Exercise prompt =>
Write out each line from the data below that includes the word "desert".

Listed records =>
***

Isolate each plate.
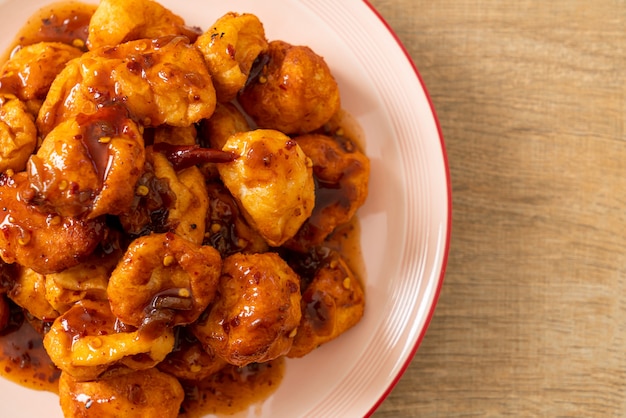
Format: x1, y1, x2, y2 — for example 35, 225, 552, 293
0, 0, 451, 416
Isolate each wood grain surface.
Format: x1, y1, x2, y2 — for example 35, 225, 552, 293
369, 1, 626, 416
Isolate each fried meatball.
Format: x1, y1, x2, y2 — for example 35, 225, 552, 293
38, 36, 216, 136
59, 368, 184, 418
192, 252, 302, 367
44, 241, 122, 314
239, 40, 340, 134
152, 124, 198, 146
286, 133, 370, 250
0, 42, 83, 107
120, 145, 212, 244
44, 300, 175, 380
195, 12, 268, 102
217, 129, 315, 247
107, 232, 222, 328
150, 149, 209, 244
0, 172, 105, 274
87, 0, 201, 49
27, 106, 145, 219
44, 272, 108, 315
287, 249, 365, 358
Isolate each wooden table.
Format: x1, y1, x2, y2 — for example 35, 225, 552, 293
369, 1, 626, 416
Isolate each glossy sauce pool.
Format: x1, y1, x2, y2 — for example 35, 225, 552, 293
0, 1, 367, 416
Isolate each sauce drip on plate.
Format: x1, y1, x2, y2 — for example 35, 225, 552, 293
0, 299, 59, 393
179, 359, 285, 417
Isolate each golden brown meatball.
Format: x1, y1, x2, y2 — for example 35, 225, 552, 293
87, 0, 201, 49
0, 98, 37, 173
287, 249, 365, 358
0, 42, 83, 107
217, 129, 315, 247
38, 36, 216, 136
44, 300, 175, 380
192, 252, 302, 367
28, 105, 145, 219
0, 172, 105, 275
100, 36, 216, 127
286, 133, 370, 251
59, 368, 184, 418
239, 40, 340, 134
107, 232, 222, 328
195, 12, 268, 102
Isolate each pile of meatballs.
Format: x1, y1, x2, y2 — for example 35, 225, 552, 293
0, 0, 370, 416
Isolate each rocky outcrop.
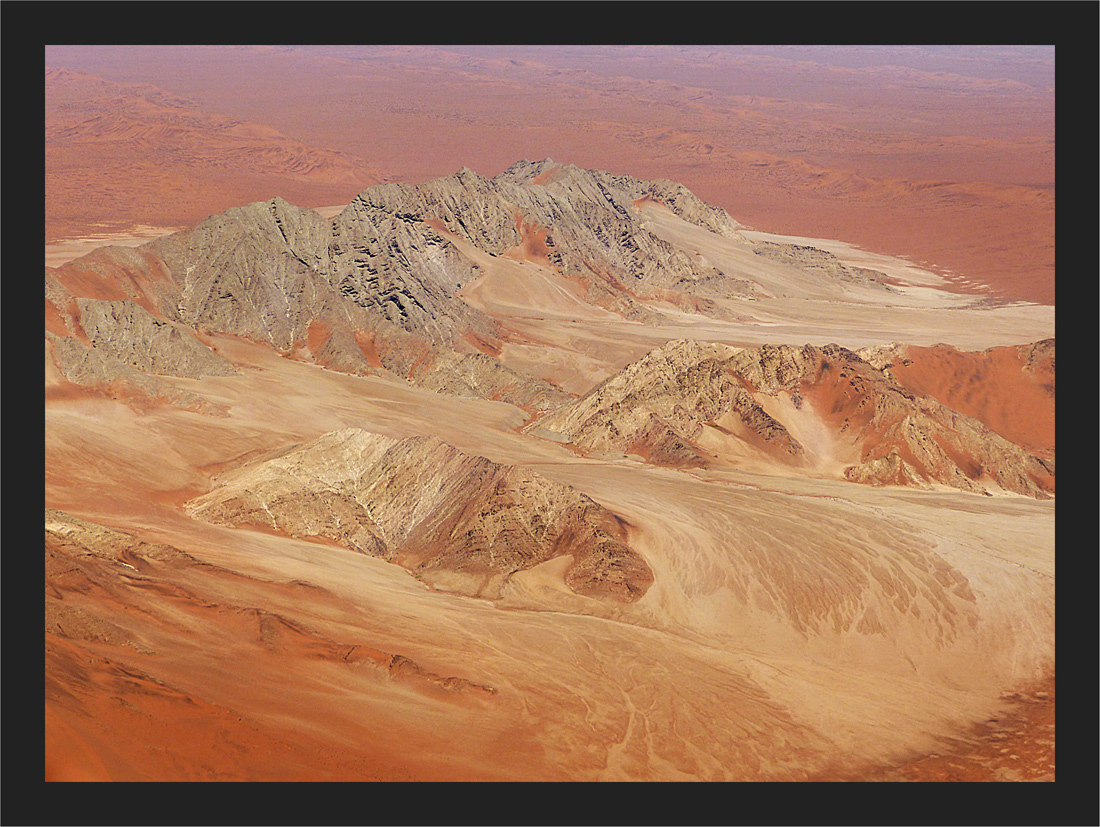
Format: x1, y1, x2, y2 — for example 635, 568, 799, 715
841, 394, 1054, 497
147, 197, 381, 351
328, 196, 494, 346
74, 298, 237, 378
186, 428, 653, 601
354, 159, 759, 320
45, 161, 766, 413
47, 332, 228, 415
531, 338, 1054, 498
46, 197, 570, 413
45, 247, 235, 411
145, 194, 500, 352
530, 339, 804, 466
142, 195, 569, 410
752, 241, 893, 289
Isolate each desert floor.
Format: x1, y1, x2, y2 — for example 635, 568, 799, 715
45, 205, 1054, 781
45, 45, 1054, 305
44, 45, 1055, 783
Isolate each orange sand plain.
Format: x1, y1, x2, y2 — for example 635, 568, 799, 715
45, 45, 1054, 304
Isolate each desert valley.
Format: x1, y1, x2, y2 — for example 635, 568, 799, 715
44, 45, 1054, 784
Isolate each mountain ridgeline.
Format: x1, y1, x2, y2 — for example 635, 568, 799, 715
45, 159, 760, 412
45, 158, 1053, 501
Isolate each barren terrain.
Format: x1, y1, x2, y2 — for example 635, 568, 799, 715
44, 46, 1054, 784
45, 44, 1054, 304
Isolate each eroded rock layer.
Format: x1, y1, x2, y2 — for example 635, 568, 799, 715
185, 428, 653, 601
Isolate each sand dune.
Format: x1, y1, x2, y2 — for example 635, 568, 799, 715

***

Solution to this task =>
Isolate each desert floor.
Isolate each desert valley.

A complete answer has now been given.